Return the lines from the line with "Draw the outline of every instance of the **skyscraper**" through the end of the source data, copied without any change.

===== INFORMATION GIVEN =====

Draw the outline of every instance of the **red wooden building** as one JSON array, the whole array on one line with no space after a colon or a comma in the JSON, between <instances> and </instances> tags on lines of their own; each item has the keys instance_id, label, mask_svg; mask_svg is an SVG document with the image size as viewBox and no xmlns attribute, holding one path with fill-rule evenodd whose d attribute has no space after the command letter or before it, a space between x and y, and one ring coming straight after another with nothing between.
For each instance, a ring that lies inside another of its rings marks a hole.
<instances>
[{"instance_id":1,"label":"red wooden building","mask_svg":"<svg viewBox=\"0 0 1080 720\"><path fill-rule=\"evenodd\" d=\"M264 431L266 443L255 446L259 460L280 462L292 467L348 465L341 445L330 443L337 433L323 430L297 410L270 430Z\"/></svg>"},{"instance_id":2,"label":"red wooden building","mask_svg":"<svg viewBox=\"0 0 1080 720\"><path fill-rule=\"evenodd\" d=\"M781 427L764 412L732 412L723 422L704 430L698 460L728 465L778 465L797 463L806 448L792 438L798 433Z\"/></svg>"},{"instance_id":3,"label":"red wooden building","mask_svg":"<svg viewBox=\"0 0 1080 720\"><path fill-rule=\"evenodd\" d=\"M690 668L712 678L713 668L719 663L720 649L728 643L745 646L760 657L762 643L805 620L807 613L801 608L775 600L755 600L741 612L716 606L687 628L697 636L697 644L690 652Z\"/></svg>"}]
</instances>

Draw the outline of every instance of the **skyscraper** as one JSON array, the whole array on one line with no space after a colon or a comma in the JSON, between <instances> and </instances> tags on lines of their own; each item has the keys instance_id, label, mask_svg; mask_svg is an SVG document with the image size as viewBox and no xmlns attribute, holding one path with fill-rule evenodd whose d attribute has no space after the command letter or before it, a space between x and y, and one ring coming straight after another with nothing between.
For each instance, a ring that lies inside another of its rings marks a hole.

=====

TASK OUTPUT:
Draw the outline of every instance of the **skyscraper** as one JSON array, the whole array on one line with no space after a colon or a comma in the JSON, between <instances> and </instances> tags on lines of their own; each item has the keys instance_id, label, mask_svg; mask_svg is an SVG document with the image size as viewBox and no xmlns attribute, holding one path with fill-rule evenodd whose d attribute has no space after the command letter or before it, a space between x and y, and one ring coming straight after another with nothing between.
For each instance, a ring that lies inside another of its rings marks a hole.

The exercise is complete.